Using the records below, copy out exactly the line that contains "In the photograph above, where can the door" and every line that follows it, up to and including the last, and no others.

·····

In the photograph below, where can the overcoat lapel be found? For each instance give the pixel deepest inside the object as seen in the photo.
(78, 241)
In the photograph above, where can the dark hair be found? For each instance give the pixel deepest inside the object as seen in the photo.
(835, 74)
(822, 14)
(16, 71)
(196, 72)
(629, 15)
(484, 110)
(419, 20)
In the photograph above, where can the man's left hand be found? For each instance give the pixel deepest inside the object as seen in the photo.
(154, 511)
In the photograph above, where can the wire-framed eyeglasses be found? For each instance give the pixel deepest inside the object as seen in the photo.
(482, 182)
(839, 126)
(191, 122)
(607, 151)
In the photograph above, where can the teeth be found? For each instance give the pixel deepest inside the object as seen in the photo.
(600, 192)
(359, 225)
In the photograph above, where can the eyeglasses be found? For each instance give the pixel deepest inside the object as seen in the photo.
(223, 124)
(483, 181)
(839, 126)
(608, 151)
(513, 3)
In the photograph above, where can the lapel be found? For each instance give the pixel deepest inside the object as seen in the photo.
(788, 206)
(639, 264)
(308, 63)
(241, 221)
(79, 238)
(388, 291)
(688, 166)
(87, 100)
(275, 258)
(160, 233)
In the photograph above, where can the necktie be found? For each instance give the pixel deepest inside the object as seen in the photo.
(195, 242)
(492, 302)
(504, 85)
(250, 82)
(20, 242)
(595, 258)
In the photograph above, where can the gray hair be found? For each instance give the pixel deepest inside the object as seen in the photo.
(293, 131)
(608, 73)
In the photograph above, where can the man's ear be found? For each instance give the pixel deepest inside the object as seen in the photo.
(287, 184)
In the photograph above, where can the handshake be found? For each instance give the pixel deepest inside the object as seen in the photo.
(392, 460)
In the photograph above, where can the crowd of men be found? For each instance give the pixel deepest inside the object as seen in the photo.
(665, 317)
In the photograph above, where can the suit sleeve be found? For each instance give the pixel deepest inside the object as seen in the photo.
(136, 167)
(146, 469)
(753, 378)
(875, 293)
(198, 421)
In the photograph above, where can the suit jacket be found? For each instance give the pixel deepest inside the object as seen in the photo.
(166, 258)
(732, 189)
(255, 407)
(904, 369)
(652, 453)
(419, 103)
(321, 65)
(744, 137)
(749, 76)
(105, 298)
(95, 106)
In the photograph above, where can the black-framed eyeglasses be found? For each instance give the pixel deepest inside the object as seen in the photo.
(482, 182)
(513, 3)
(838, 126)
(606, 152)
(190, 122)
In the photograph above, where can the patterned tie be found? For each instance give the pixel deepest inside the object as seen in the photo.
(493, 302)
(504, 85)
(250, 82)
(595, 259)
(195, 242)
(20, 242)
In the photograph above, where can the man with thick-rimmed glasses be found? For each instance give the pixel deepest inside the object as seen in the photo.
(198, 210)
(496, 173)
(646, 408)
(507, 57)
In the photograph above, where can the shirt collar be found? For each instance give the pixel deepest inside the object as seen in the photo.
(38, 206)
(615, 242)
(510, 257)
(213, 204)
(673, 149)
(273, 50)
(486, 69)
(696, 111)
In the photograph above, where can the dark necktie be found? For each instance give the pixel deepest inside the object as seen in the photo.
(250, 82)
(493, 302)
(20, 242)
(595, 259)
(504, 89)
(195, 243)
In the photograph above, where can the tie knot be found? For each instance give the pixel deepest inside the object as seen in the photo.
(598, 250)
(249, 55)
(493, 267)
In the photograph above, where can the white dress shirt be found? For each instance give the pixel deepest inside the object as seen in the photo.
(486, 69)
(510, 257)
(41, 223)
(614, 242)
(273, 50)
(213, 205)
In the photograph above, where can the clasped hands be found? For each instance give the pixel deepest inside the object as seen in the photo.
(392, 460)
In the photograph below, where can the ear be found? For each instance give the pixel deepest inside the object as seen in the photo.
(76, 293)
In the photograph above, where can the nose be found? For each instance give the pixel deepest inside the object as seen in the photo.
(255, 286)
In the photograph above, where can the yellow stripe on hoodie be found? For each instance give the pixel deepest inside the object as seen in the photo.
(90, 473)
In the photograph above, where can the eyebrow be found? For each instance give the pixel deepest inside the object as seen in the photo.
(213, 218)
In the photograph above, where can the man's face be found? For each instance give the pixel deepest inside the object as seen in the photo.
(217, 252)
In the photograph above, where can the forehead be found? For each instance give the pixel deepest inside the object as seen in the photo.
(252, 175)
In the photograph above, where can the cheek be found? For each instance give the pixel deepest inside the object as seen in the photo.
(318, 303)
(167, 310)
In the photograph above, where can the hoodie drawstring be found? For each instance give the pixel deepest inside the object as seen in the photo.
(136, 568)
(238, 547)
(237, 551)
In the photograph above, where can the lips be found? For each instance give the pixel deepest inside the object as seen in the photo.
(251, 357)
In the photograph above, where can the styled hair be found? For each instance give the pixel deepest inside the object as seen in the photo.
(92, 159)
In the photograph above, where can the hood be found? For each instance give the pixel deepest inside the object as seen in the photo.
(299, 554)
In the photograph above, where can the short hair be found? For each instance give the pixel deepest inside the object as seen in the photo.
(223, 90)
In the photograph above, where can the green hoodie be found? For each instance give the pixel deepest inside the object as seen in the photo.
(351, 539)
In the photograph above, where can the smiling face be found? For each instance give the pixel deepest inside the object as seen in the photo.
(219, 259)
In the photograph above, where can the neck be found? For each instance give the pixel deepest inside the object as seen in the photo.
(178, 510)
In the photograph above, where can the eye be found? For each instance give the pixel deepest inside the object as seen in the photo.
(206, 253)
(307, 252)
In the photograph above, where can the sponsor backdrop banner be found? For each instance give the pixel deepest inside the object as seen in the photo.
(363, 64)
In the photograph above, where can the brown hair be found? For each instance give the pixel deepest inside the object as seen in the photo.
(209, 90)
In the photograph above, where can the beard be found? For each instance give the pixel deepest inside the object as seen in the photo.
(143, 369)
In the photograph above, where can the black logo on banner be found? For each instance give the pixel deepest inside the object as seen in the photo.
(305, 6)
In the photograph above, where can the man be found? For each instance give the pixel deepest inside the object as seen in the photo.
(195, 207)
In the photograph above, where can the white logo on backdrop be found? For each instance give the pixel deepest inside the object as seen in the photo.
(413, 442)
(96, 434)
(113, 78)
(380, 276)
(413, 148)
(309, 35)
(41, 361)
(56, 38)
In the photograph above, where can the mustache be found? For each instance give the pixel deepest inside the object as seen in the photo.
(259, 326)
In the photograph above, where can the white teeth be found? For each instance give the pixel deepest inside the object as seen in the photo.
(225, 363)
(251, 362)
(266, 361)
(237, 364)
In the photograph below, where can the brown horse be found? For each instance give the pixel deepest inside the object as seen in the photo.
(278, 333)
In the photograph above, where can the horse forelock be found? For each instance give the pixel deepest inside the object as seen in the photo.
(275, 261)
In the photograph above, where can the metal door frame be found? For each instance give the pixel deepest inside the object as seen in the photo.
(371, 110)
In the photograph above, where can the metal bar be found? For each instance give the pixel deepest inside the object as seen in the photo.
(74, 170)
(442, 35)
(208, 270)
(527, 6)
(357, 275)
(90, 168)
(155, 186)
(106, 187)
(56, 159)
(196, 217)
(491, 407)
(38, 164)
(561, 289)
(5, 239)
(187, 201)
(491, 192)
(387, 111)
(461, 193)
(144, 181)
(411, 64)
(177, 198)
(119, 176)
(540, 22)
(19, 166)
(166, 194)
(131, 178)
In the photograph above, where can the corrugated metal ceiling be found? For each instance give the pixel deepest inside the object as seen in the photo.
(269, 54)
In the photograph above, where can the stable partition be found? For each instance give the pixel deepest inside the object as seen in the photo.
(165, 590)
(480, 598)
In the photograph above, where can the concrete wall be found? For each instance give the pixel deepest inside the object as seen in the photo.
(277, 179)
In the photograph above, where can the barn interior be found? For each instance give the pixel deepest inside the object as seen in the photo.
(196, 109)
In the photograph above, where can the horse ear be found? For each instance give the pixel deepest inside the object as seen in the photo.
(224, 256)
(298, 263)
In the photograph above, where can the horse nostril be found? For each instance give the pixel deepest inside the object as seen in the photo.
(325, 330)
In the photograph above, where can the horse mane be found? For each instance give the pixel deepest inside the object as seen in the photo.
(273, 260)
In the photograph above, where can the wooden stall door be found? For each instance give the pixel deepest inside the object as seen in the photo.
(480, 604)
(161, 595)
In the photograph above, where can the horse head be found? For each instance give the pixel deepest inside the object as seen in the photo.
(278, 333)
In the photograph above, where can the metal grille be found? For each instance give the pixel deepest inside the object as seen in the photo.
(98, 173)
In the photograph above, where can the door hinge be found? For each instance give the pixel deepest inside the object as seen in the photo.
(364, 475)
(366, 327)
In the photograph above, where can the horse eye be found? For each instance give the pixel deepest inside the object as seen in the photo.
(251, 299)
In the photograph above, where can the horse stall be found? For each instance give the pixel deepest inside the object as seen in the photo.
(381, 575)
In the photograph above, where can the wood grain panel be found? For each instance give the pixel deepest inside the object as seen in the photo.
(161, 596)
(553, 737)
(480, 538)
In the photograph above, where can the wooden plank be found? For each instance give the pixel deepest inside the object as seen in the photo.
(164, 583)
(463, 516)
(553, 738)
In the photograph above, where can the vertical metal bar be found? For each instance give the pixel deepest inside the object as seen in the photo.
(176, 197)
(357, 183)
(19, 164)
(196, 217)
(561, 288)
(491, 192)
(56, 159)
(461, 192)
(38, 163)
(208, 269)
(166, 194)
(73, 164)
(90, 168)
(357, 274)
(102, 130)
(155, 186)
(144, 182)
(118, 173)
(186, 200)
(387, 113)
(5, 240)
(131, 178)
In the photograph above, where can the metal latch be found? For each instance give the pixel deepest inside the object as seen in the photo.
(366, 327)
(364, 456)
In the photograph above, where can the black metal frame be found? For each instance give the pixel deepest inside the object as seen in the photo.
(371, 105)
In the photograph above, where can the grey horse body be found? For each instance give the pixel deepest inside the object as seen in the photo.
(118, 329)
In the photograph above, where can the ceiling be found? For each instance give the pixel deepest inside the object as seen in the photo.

·····

**EXPECTED ANSWER**
In the photograph above, where can the door hinge be found? For each instance give the pixel deepest inside the object as seen in the photo.
(364, 475)
(366, 327)
In the photograph above, where can the horse eye be found? For each instance give the pixel deepest inside the object as seen in the photo.
(251, 299)
In the photograph above, where can the horse stall be found? For each instance give the pixel deepest inside the object as seen in the photo.
(381, 575)
In the photograph above, where can the wood grain panel be found? For each instance give the pixel deepest inside the object as seen in the photo.
(161, 596)
(553, 737)
(480, 538)
In the photograph above, where can the wooden plank be found? For each instance give the pixel deepest inside the object as seen in the photo.
(164, 583)
(463, 516)
(553, 738)
In the photograph above, where can the vertical metal bar be found? For each instance give the pixel deepest inside the object as seen in the photo.
(176, 197)
(357, 183)
(19, 164)
(196, 217)
(561, 288)
(491, 192)
(56, 159)
(461, 192)
(38, 163)
(208, 269)
(166, 194)
(73, 164)
(90, 168)
(357, 274)
(102, 130)
(155, 186)
(144, 182)
(118, 173)
(186, 200)
(387, 113)
(5, 240)
(131, 178)
In the photograph above, where can the metal latch be found? For each instance give the pixel deepest inside the object as seen in the photo.
(366, 327)
(364, 456)
In the photograph above, where can the black metal frame be found? For each instance give the pixel deepest inside the object as seen in the photo.
(371, 105)
In the photograph above, where can the grey horse body be found? For each instance give the pixel deepest inside the object as seen in the photo.
(118, 329)
In the photograph above, where can the ceiling be found? For each instance give the pixel deepest inside the object as seen in the photo.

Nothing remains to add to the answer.